> [QUESITI]
1 > Secondo l'estratto, da quanti anni Alexandra non vedeva il nipote Denis?
2 > Calcola quante righe dei record contengono la stringa "modern" e, per favore, scrivi soltanto il numero.

> [ESTRATTO]
________________________________________

ALEXANDRA RUSSIA 2007
91’ COLORE
REGIA:
ALEXANDR SOKUROV
INTERPRETI:
GALINA VISHNEVSKAJA, VASILI SHEVTSOV, RAISA GICHEVA
EDIZIONE
DVD: SI', distribuito da KOCH MEDIA
Dopo aver ottenuto il lasciapassare
necessario Alexandra, anziana vedova russa, prende il treno e va in Caucaso a
trovare il nipote Denis, soldato professionista, al campo militare situato in
prossimità del fronte russo-ceceno; tra un impegno e l’altro Denis trova il
tempo per parlare un po’ con la nonna, che non vedeva da sette anni, e far da
Cicerone mostrandole i “segreti” dell’accampamento. In assenza del ragazzo sono
i commilitoni a prendersi cura della donna, ormai adottata dall’intera
divisione, ma Alexandra, disubbidendo agli ordini, si concede un’uscita
solitaria al vicino mercato dove fa amicizia con un’anziana del posto, Malika,
proprietaria di una bancarella; felice di poter stare accanto al nipote e già
pienamente integrata all’interno del campo, a malincuore Alexandra è costretta
a ripartire perché Denis è in procinto di affrontare una missione che lo
impegnerà per cinque giorni.
Alexandra, ovvero: “come fare
un film contro la guerra senza girare una sola scena di battaglia”.

________________________________________

> [DATI REGISTRATI]
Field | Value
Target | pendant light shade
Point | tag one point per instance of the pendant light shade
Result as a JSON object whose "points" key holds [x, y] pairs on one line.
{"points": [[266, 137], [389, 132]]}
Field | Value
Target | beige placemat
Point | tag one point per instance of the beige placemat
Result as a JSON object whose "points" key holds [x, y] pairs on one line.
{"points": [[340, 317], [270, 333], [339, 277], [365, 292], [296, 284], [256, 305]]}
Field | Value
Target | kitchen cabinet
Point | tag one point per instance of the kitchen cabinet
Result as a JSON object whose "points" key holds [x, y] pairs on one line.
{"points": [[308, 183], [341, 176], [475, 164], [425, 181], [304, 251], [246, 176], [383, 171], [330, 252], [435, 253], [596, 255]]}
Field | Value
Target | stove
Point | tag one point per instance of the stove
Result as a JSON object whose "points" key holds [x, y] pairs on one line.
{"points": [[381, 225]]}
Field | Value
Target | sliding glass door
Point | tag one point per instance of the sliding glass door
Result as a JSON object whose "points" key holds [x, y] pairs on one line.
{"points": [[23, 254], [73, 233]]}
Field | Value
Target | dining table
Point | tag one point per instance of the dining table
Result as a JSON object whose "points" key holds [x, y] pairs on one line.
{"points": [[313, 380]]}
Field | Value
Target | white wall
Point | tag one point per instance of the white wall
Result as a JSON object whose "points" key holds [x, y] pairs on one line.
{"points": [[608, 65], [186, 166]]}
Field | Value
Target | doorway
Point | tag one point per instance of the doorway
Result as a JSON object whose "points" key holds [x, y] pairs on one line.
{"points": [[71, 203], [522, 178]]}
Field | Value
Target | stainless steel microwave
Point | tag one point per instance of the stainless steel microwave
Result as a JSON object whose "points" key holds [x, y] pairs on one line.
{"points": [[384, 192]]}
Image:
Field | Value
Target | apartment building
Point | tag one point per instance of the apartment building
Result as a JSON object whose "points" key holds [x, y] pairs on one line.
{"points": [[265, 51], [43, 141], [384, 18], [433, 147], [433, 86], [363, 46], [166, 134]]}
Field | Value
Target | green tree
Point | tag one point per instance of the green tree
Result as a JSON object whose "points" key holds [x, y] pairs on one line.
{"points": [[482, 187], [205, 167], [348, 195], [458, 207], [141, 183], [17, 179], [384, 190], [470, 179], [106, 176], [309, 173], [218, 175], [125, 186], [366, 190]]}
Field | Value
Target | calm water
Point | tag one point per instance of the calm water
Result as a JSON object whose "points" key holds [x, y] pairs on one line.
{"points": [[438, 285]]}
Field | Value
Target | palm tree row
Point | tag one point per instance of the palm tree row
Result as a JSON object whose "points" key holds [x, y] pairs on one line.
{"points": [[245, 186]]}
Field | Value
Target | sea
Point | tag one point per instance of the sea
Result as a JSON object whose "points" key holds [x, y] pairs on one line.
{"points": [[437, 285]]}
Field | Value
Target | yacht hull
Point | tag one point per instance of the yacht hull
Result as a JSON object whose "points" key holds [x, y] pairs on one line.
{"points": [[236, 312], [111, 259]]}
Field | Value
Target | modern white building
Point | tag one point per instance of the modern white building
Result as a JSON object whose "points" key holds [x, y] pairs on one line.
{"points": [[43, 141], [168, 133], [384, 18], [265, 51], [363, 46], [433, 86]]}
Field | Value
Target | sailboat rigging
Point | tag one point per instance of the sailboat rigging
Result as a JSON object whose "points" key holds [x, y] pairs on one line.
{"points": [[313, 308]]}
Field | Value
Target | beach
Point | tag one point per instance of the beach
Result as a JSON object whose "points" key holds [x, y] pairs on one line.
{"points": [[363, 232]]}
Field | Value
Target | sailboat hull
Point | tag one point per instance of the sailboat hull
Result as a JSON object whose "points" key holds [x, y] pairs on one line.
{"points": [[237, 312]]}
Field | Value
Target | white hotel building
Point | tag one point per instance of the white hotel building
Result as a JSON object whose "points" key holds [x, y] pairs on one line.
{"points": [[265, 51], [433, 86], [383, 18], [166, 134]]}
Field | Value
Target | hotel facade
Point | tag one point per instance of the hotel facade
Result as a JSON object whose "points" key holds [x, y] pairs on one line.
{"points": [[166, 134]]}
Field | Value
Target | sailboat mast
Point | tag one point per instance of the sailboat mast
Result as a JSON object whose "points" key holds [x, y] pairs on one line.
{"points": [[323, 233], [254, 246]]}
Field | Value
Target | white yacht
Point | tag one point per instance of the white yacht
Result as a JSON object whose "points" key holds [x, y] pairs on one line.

________________________________________

> [RISPOSTE AI QUESITI]
1 > Da sette anni.

2 > 2